◆ Your instructions: Repeat the lines of the data running from the line containing "of the dark" through the line containing "Target: reflective floor", both included, reproducing them character for character.
_ _ _ _ _
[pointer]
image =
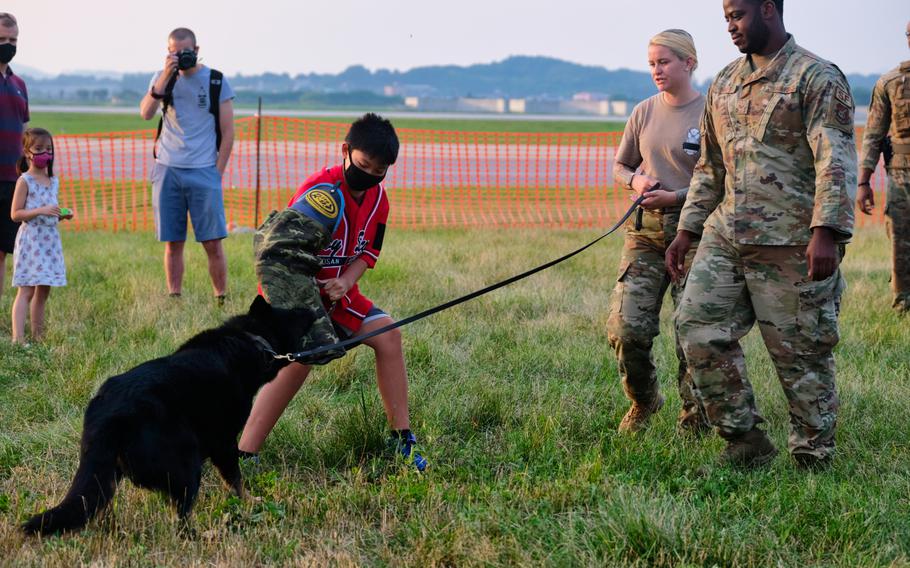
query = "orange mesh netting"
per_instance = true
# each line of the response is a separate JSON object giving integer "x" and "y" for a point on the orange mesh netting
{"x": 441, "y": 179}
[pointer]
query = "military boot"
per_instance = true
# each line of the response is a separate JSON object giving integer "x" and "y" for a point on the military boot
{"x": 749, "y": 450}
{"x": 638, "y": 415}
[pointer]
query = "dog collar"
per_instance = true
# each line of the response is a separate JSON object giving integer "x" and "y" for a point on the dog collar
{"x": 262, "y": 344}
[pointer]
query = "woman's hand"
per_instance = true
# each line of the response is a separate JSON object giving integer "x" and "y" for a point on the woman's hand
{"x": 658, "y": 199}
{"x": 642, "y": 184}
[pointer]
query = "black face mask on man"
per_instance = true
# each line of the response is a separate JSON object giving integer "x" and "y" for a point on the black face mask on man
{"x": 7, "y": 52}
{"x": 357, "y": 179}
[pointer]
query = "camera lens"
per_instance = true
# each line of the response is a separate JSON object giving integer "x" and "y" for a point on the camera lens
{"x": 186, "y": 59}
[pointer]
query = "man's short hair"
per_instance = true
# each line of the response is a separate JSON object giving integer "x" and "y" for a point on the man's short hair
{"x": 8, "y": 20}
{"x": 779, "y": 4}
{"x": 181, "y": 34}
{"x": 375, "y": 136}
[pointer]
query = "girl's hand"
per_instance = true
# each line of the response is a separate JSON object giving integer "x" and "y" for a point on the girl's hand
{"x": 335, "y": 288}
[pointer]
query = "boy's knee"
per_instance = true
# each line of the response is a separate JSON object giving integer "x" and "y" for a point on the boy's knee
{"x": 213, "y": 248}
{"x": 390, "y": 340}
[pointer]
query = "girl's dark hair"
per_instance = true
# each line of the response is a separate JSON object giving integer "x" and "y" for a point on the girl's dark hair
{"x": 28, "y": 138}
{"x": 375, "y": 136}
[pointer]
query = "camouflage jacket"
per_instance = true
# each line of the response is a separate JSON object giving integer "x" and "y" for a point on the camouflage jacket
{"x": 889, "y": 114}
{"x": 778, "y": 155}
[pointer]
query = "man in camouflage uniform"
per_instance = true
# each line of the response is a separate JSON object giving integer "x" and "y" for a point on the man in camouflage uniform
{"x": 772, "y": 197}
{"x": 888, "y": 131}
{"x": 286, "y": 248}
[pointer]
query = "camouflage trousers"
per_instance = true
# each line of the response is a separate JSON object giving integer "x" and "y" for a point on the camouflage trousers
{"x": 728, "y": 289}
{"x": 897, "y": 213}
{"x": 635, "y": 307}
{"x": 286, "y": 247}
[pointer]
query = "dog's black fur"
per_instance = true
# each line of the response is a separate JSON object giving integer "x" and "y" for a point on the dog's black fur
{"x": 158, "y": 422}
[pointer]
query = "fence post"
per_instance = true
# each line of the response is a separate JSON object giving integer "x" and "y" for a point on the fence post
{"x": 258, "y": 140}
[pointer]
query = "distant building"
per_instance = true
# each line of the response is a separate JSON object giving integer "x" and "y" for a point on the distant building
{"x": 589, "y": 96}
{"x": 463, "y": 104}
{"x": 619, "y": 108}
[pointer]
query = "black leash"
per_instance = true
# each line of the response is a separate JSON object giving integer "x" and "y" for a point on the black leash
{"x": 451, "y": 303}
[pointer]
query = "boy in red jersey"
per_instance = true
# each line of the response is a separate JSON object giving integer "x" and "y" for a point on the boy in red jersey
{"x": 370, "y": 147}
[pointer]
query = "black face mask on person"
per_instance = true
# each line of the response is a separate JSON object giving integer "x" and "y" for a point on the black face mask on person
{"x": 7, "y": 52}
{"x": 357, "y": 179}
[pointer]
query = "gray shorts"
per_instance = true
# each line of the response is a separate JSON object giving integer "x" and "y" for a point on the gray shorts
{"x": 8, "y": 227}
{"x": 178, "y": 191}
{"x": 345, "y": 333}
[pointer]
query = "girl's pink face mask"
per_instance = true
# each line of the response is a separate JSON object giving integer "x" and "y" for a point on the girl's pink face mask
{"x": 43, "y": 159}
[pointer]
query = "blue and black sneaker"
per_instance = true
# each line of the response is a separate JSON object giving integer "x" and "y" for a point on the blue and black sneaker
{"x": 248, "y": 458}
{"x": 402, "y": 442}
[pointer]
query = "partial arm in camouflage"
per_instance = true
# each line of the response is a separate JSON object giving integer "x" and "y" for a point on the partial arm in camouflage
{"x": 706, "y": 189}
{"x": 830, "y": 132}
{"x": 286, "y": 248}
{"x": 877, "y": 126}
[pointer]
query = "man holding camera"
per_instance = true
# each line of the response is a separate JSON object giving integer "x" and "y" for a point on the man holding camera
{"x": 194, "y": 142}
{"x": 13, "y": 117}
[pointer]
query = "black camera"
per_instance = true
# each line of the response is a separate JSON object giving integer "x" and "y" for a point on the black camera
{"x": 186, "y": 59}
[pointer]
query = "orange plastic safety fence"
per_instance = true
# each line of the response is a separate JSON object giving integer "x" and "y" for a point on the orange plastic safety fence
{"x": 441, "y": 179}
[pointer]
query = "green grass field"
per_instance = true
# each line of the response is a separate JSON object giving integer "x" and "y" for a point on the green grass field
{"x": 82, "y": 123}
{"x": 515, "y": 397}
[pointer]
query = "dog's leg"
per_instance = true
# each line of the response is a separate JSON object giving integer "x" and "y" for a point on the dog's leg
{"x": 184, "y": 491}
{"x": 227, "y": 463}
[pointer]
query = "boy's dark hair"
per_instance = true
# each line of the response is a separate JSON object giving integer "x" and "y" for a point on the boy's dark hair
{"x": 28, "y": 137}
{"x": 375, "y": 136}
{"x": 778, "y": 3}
_ _ _ _ _
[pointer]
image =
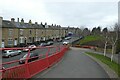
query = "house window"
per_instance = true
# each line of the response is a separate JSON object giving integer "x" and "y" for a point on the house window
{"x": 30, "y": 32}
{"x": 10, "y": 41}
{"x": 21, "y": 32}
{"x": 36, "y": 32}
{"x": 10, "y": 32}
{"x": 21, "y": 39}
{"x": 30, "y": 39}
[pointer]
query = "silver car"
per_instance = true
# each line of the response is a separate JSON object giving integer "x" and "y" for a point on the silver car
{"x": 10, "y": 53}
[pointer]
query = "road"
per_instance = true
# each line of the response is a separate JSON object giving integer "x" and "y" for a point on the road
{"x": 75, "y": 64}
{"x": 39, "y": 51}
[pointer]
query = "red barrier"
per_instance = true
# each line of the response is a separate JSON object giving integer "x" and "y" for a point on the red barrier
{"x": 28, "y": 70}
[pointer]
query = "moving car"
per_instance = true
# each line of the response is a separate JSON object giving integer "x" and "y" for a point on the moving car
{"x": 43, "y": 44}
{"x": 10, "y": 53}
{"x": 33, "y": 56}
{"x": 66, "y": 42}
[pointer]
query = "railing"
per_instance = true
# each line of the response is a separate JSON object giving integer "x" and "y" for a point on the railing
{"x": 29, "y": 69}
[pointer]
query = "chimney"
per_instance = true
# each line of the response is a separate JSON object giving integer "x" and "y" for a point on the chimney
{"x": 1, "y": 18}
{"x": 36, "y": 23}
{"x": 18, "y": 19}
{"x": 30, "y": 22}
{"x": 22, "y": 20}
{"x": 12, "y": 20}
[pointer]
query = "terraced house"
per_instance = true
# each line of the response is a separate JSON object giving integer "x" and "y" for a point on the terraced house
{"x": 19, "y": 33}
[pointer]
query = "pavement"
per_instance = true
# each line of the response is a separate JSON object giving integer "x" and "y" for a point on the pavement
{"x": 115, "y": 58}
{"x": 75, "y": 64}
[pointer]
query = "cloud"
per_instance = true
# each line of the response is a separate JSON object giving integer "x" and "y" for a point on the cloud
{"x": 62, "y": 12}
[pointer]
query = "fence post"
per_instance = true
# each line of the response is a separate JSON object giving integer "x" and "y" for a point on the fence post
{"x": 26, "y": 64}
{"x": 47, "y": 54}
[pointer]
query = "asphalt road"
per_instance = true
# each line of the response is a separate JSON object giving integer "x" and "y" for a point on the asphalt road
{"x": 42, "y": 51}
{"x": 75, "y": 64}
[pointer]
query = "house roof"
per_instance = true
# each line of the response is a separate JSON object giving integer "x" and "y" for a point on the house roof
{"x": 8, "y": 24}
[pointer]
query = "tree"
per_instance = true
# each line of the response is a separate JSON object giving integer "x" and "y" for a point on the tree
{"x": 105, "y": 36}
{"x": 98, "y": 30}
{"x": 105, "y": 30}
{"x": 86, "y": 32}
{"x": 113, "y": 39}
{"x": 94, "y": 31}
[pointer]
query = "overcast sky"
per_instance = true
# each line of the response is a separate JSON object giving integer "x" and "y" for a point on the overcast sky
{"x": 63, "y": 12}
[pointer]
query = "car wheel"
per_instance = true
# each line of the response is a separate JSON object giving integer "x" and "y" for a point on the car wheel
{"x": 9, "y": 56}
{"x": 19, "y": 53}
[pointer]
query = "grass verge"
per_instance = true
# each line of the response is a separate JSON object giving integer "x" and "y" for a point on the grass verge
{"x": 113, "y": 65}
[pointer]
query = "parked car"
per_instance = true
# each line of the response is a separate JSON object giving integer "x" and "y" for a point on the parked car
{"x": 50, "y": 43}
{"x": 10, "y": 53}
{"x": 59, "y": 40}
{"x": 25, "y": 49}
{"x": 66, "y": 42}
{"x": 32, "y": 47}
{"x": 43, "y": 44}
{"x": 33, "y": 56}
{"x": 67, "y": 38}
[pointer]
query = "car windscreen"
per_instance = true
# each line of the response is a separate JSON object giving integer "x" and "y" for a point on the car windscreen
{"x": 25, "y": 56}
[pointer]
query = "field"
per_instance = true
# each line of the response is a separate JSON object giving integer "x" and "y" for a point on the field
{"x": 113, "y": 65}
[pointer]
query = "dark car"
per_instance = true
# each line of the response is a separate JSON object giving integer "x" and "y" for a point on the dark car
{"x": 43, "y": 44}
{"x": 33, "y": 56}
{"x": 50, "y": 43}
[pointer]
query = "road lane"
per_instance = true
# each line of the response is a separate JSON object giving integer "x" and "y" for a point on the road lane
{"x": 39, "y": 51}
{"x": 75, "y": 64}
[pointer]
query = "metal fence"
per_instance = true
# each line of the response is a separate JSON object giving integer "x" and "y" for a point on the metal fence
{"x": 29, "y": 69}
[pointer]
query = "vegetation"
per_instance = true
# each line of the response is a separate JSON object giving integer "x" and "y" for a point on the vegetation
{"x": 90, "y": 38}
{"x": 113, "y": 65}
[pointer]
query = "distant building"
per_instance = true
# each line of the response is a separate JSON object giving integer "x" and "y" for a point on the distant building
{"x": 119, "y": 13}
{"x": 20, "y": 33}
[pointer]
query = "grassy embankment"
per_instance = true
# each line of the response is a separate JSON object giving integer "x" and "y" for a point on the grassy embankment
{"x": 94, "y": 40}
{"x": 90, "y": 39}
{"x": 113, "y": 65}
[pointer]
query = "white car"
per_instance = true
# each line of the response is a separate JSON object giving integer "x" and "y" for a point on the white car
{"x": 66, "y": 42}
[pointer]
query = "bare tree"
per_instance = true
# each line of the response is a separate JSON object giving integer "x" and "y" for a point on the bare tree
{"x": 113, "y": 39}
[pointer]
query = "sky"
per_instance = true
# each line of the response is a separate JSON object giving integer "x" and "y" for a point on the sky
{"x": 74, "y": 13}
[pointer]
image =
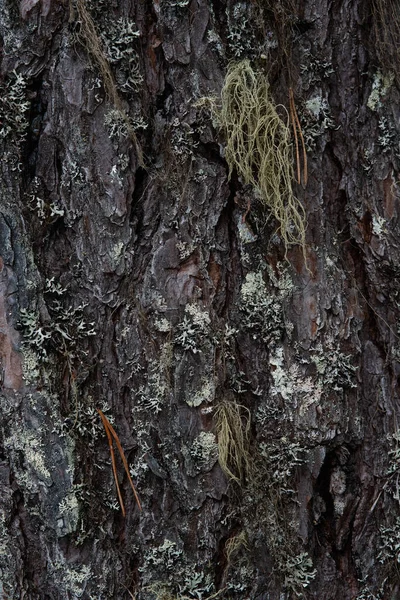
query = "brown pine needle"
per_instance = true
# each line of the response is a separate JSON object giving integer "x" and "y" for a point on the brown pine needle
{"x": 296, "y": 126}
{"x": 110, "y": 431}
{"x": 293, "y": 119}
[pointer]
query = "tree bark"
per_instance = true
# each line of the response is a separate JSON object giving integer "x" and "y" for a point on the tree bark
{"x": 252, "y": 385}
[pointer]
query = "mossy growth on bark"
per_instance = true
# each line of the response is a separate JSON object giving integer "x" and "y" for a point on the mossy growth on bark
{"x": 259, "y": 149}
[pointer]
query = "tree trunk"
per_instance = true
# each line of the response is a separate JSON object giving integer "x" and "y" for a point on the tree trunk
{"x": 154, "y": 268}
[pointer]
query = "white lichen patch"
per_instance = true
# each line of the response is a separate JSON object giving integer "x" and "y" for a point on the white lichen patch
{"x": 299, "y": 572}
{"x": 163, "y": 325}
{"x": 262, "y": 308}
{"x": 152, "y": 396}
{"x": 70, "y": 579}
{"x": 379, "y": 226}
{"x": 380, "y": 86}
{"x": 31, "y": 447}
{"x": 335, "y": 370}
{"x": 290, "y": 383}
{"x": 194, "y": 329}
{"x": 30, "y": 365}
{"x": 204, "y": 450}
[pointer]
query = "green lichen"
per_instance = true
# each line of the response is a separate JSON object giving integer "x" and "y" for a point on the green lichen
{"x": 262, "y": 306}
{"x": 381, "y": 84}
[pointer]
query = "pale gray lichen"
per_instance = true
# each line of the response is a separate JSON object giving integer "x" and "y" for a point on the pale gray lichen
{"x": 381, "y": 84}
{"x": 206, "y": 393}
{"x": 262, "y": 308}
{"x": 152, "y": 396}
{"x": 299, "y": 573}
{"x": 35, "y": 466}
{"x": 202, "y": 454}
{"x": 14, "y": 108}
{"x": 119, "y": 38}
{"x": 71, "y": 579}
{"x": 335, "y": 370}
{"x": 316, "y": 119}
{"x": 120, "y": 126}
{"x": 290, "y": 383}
_ _ _ _ _
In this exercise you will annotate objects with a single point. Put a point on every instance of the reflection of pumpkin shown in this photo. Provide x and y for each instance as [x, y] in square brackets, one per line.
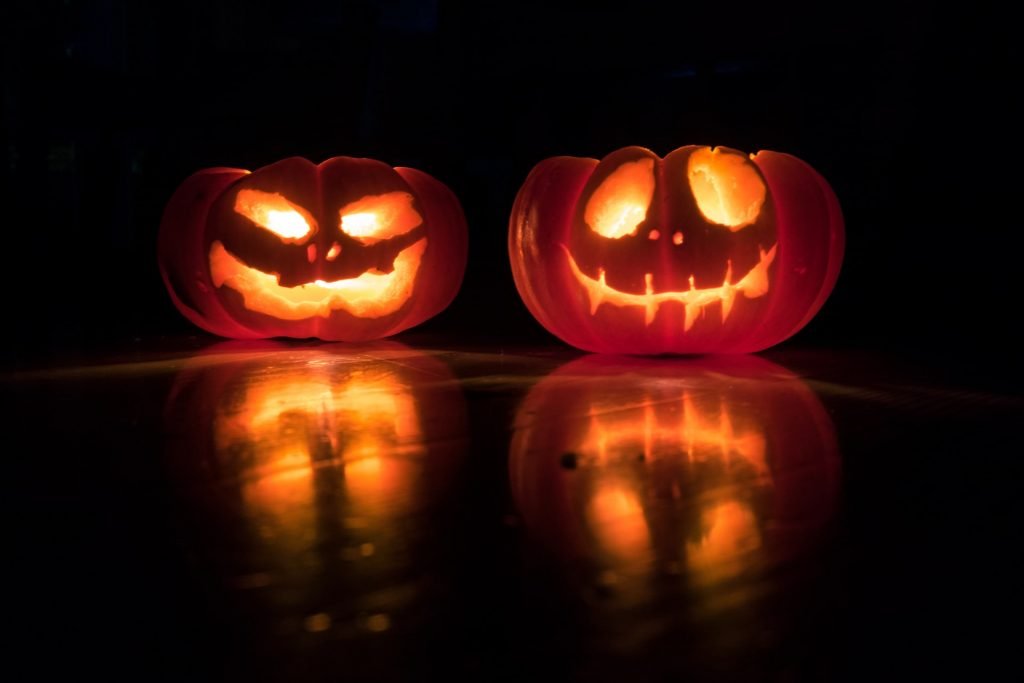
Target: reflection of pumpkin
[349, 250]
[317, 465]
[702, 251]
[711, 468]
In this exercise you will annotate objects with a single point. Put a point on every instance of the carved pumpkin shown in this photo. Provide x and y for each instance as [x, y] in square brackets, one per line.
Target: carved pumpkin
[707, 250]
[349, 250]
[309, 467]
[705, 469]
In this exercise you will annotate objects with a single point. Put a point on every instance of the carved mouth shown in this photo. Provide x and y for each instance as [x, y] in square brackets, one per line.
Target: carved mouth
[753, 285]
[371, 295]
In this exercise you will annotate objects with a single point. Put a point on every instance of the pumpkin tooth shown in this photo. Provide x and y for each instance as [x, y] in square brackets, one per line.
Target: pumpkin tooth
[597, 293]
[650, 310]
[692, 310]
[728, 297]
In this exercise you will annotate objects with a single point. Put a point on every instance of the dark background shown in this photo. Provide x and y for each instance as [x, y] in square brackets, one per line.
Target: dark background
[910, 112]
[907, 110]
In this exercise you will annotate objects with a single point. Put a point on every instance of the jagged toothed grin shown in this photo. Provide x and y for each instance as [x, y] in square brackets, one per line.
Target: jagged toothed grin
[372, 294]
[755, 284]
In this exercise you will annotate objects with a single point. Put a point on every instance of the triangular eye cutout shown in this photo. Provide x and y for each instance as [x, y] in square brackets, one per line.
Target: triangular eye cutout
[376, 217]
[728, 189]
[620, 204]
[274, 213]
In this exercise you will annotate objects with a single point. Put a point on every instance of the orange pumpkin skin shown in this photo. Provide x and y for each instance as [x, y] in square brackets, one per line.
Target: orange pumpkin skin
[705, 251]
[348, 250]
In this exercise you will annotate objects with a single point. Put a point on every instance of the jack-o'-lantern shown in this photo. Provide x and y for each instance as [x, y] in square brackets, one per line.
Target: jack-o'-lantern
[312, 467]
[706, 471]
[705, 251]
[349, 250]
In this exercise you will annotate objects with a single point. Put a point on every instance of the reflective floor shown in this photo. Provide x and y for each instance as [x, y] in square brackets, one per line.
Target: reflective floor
_ _ _ _ _
◆ Exercise response:
In this exercise you will annotate objects with a single point. Put a point on every instance of the dark background shown in this photo. Provide x and y for each instance as [x, y] in square brackets, one per line.
Target: dark background
[910, 112]
[907, 110]
In this exercise you will annotate objects with a single point. Put a point on every instance of the jagged toothed grin shown in this photo. Provide x and y for each instance as [x, y] in square brackets, one per line.
Target: jagged toothed grin
[372, 294]
[755, 284]
In this exercise you will annotate objects with a single point. Put a point on every instance of the triangular eye cutout shown in this photo. Provide x and y for each instance as [x, y] in square brackets, one per line.
Target: triangular eye cutout
[376, 217]
[728, 189]
[620, 204]
[274, 213]
In this exercise you will annotate objects with a single point. Put a point on every instance of the orange pumpkin skin shown in this photo. Provide x and y for each instance as [x, y] in square brackets, one per line.
Target: orange pumpkin skin
[705, 251]
[348, 250]
In this exercise you will annotate objects with a single point. Put a point on every instance of the jack-o'-lantern shown in this photo. Provide x and y for each instance as [x, y] in square brackets, one per line.
Target: jack-o'-lantern
[312, 467]
[706, 471]
[705, 251]
[349, 250]
In this exercise you will annotate objects with a single point. Put a point on every instance of the reflective floor shown in this photo. Provide x and y for each instance as [x, y] in square brackets, one per line.
Target: reflective floor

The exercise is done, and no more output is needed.